Extrait fourni -
....

Cela peut expliquer qu’il y ait des ratés et que les cas prioritaires ne soient
pas toujours aussi bien traités que l’on pourrait l’espérer.
« La
rétention n’est ni une sanction, ni une peine. Elle ne constitue pas non plus
une mesure de sûreté »
Tout ça est
très contre-productif. C'est une machine folle, une machine qui tourne à vide. Toutes
celles et ceux qui se sont penchés sur la question le disent. Pourtant,
de nouveau, le seul réflexe politique après le meurtre de Philippine, c'est de
vouloir prolonger la rétention, durcir les conditions de libération et mettre
la pression sur les préfets et les juges. Alors que les statistiques démontrent
que l’allongement de la rétention n’a quasi aucune incidence sur le taux
d’exécution d’une mesure d’éloignement.
JSS : Et
pourtant, Gérald Darmanin, ancien ministre de l’Intérieur, a multiplié les
circulaires pour appeler à systématiser la délivrance d’OQTF, en particulier
contre les personnes « susceptibles » de représenter une menace à
l’ordre public. Quelle est l’efficacité de cette politique ?

....

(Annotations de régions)
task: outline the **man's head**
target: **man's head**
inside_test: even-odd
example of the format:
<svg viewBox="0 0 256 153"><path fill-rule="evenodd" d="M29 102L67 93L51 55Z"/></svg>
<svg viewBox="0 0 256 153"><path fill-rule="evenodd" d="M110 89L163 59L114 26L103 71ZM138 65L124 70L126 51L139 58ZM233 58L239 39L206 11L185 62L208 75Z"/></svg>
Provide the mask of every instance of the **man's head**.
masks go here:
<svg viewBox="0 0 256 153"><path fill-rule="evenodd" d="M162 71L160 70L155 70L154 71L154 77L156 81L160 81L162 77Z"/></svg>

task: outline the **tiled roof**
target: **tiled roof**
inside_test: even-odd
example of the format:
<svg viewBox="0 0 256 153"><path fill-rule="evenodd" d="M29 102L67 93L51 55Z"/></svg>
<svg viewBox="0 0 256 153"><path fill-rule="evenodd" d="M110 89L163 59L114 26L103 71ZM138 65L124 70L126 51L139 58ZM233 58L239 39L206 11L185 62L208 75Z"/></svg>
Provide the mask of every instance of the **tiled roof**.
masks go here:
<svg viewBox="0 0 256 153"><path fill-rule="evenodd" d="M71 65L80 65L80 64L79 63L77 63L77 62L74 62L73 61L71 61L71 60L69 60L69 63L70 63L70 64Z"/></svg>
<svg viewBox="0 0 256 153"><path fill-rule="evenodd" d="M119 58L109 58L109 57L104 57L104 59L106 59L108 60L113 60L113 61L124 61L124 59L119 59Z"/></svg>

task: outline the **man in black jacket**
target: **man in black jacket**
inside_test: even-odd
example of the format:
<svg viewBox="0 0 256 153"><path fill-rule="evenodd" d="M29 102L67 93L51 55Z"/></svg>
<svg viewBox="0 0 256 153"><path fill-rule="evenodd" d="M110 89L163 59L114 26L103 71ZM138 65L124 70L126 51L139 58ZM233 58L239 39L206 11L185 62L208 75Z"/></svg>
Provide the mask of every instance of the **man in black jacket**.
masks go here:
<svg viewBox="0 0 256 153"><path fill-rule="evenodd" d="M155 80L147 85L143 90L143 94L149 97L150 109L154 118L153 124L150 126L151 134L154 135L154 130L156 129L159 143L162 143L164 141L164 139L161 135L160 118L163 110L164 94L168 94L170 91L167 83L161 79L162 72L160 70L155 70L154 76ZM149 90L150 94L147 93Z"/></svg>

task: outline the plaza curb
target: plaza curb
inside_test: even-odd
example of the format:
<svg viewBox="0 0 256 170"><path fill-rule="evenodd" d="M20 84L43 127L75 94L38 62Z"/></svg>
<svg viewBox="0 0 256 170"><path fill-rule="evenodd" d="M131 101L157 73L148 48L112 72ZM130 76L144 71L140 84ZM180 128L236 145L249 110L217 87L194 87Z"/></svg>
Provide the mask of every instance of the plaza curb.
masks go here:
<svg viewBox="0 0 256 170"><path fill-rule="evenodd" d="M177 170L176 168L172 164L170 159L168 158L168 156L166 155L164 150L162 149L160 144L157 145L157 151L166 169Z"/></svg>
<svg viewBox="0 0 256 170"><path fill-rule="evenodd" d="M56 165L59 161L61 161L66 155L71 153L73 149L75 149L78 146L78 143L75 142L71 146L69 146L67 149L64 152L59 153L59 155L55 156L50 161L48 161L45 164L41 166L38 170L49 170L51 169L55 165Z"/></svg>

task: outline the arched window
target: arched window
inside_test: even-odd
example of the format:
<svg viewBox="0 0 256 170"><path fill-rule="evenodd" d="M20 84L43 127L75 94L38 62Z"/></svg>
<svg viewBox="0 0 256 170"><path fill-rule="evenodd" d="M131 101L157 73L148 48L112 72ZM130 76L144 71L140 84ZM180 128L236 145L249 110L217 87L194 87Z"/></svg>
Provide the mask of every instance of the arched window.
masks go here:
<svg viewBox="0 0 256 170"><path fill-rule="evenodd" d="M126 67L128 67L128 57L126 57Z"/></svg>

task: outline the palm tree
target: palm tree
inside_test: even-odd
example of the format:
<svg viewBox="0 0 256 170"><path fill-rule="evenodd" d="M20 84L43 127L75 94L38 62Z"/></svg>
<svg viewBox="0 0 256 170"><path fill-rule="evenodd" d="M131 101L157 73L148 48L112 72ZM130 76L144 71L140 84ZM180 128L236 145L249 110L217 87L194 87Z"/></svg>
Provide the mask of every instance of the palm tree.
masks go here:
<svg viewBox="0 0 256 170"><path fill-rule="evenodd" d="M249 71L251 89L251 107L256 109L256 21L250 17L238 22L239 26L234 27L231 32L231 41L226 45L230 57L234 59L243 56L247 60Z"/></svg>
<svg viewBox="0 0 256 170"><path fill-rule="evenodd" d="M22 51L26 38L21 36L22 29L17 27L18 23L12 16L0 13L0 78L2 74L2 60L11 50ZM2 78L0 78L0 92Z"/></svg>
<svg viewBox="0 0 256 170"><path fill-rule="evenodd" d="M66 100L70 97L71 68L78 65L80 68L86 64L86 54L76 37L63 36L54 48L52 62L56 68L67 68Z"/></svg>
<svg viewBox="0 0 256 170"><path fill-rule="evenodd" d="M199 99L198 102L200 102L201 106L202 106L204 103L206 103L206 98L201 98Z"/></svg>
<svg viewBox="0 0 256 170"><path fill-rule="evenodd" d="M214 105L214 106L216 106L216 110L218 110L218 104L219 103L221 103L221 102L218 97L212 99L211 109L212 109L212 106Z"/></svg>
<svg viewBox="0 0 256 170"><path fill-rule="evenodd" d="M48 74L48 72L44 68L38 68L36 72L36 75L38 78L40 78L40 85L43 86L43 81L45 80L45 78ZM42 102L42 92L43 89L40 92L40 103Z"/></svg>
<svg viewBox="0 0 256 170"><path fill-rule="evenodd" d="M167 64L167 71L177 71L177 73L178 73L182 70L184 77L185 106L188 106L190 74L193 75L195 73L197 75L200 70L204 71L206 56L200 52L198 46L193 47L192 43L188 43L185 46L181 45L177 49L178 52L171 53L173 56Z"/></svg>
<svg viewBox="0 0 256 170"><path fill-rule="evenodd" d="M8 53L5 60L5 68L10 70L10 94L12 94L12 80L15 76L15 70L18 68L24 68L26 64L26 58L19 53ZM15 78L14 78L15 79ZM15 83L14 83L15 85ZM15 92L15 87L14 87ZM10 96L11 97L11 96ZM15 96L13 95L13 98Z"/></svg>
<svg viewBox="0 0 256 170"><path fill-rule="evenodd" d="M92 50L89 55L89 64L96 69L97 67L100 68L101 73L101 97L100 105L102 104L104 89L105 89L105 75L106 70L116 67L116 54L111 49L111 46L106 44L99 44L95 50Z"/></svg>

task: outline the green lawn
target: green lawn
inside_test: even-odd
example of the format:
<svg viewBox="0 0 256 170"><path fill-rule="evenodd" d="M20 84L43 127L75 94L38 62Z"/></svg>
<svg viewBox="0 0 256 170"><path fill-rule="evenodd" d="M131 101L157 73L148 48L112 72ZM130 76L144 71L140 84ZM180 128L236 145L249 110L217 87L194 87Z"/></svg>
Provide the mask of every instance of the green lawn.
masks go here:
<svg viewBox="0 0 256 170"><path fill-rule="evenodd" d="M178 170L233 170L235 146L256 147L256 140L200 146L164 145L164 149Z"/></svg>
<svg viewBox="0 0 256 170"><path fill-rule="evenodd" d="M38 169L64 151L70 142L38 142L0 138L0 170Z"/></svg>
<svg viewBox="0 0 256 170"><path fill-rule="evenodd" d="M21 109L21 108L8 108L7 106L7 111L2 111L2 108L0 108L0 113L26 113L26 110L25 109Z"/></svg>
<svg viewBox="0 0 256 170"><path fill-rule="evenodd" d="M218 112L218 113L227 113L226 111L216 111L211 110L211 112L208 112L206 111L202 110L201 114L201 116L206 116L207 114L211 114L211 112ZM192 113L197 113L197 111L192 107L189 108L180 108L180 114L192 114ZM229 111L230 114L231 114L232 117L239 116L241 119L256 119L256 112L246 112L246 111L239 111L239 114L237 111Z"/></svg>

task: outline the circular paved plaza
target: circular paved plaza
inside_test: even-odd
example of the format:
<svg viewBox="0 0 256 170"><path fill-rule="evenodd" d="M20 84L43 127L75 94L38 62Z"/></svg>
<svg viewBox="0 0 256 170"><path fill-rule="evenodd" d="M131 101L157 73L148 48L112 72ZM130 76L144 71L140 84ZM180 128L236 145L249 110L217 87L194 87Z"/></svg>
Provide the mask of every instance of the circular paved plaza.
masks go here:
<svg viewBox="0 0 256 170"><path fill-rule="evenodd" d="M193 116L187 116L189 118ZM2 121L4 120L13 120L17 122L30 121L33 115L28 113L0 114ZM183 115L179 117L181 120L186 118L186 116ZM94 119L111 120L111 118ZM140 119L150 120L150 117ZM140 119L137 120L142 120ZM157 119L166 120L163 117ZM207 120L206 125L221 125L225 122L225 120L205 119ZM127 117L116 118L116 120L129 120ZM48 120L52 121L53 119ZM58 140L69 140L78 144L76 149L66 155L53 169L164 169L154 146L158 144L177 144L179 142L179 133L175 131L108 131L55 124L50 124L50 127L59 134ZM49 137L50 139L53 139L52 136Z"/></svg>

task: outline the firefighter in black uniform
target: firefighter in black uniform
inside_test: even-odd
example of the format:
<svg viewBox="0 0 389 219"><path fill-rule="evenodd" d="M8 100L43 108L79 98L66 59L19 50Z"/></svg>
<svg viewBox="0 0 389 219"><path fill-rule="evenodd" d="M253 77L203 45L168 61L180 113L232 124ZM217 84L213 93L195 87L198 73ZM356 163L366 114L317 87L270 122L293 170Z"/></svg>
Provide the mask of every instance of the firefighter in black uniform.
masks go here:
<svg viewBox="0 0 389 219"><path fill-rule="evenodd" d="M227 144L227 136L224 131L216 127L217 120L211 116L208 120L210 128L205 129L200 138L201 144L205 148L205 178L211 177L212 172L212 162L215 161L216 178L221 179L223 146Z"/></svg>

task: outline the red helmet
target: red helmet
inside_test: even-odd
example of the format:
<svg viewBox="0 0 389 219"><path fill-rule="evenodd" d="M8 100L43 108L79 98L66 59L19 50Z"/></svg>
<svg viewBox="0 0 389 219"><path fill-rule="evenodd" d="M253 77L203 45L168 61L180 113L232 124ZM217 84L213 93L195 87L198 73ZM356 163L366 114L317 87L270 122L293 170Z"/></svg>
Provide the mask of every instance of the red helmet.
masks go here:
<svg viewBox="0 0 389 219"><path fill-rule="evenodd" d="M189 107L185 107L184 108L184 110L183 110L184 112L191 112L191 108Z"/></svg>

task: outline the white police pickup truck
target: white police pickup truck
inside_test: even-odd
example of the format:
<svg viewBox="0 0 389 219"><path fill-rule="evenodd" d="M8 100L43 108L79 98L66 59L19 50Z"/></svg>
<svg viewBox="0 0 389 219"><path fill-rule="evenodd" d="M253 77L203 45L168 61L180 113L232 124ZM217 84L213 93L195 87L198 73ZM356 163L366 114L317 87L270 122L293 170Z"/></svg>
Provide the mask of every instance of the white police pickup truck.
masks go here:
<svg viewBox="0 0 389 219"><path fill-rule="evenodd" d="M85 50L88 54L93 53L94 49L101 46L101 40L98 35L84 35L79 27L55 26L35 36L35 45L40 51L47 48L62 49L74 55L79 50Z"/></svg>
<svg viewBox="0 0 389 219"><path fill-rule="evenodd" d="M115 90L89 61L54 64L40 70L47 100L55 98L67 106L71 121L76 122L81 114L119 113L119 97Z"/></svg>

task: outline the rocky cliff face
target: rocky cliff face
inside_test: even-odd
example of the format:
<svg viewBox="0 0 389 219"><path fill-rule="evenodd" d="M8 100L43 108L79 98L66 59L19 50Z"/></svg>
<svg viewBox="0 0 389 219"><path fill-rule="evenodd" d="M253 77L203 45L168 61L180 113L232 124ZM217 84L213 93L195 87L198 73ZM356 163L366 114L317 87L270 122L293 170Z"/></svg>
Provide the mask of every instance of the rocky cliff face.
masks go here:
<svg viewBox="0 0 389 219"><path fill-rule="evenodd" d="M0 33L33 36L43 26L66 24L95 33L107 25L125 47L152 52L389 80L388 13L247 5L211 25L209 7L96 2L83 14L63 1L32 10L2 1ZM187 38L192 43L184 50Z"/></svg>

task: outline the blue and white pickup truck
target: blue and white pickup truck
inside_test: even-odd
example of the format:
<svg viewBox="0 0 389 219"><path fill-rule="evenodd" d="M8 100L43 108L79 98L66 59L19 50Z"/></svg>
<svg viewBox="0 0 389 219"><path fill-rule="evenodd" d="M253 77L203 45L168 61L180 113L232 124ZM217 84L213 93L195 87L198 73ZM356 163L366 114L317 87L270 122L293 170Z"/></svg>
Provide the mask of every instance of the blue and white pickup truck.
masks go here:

....

Consigne 1 -
Répondez à ces questions d'après l'extrait sur la rétention.
(a) Selon la citation entre guillemets, quelles sont les trois choses que la rétention ne constitue pas ?
(b) Quel est le seul réflexe politique évoqué après le meurtre de Philippine ?
(c) Quelle ancienne fonction est attribuée à Gérald Darmanin ?
Consigne 2 - Recopiez à l'identique le passage de l'extrait sur la rétention allant de « Tout ça est » à « cette politique ? ».
Consigne 3 - Poursuivez l'extrait sur la rétention à partir de sa dernière phrase.

Réponse attendue 1 -
(a) Ni une sanction, ni une peine, ni une mesure de sûreté.
(b) Vouloir prolonger la rétention, durcir les conditions de libération et mettre la pression sur les préfets et les juges.
(c) Ministre de l'Intérieur.

Réponse attendue 2 -
Tout ça est
très contre-productif. C'est une machine folle, une machine qui tourne à vide. Toutes
celles et ceux qui se sont penchés sur la question le disent. Pourtant,
de nouveau, le seul réflexe politique après le meurtre de Philippine, c'est de
vouloir prolonger la rétention, durcir les conditions de libération et mettre
la pression sur les préfets et les juges. Alors que les statistiques démontrent
que l’allongement de la rétention n’a quasi aucune incidence sur le taux
d’exécution d’une mesure d’éloignement.
JSS : Et
pourtant, Gérald Darmanin, ancien ministre de l’Intérieur, a multiplié les
circulaires pour appeler à systématiser la délivrance d’OQTF, en particulier
contre les personnes « susceptibles » de représenter une menace à
l’ordre public. Quelle est l’efficacité de cette politique ?

Réponse attendue 3 -
S.S. : C’est incontestable : lorsque Gérald
Darmanin est arrivé à l’Intérieur, il a annoncé vouloir prioriser l’éloignement
des personnes étrangères considérées comme représentant une menace à l’ordre
public et les sortants de prison. Et effectivement, il a mis des moyens en ce
sens.
Notamment, il
a amélioré la coordination entre l’administration pénitentiaire et les
préfectures ; désormais, les agents préfectoraux vont en détention pour
délivrer des obligations de quitter le territoire, et à la sortie de prison, la
personne étrangère est placée directement en rétention administrative. Ce qui
n’était pas fait il y a quelques années. Il a aussi envoyé plusieurs
instructions à plusieurs reprises aux préfets, pour demander à ce que les
personnes sortant de prison et celles susceptibles de représenter un trouble à
l’ordre public soit mise, prioritairement en rétention. Sous-entendu : s’il y a
des problèmes de place, on met d’abord ces personnes, avant les familles ou les
déboutés du droit d’asile par exemple.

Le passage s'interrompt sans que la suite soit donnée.